> SELECTED EXTRACT:
= = =

The brand had wonderful ambassadors. Those who were attracted by ideals found in the ideas of America’s Founding Fathers nobility, refinement, and a unique mix of spiritual transcendence and material practicality.
The design on the current US dollar note signifies the epitome of material power, while also invoking symbols of ancient knowledge and wisdom. In the US Bill of Rights, and behind it in the thinking upon which the country was created, those inspired by ideals saw the intellectual foundations of one of the most ambitious political and social projects in human history – a project to build not just a tremendously rich country, but also a realm anchored on genuine freedom of thought and action.
This would be a society, according to the country’s Founding Fathers, that would ascend as much as possible to true respect for human agency and potential.
Those inspired by the struggle against social ills and the endeavour towards righteousness saw in America’s 19th-century struggles, and particularly its Civil War, a society’s attempts to correct its path, to redeem itself from the sin of slavery, and to reorient itself towards its potential.

= = =

> MATERIAL:

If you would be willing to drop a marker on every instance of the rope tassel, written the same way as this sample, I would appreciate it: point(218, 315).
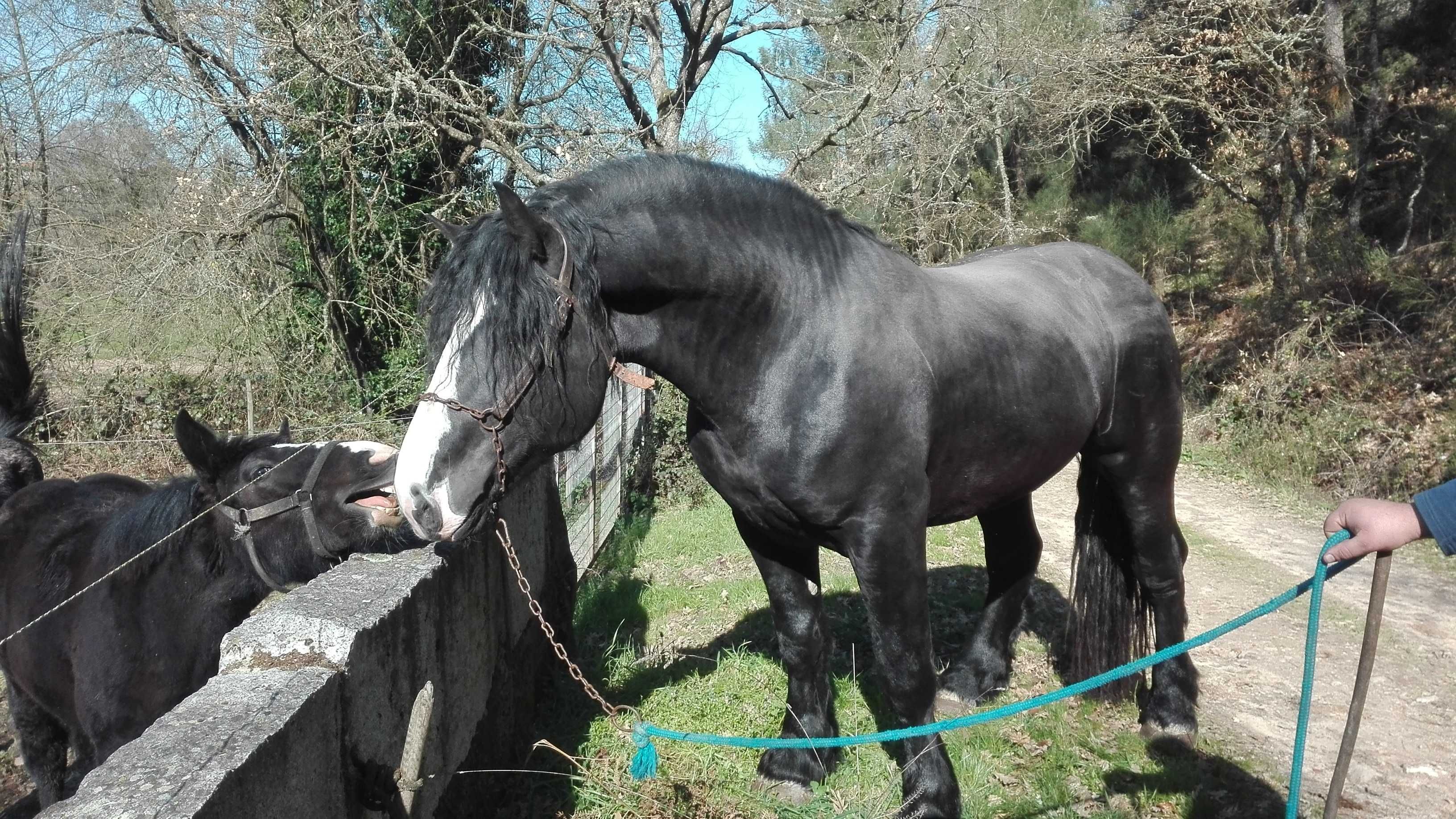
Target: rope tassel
point(644, 763)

= = =

> TASKS:
1. Substitute "bondage" for "slavery" in the passage on American ideals, and give the span that begins at the words "Those inspired by the" and stops after "towards its potential.".
2. Pick up the passage on American ideals after its final sentence and carry it forward.
The listing plays no role here.

> ANSWER SET:
1.
Those inspired by the struggle against social ills and the endeavour towards righteousness saw in America’s 19th-century struggles, and particularly its Civil War, a society’s attempts to correct its path, to redeem itself from the sin of bondage, and to reorient itself towards its potential.

2.
It was not a coincidence that for many scholars of the United States, president Abraham Lincoln was more than just the victor in the country’s Civil War. He was also the hero of a nascent Republic whose thoughts and actions salvaged its political project from sinking into the depravity of slavery that would have destroyed its meaning and potential.
By the end of the 19th and the beginning of the 20th centuries, as America began to emerge from its isolation across the Atlantic and Pacific Oceans, the story of the country was already one of escaping from colonial tyranny, fighting for freedom, envisioning a republic of and for greatness, expanding across one of the richest continents on the planet, descending into degeneracy, and then redeeming itself and seeking new ways forward.
In a world that was then dominated by the European colonial powers that seemed to have succumbed to the debasements of wealth through the theft and exploitation of others, the US emerged as a land of promise both for those living in it and for those who looked at it from afar and admired its might as well as its righteousness.
But brand America offered even more than this, and admirers the world over saw wealth that at times seemed unlimited. Names such as those of US billionaires Carnegie, Rockefeller, Mellon, Astor, Getty, Morgan, and others have entered popular parlance in different parts of the world, symbolising the colossal wealth to be made in America.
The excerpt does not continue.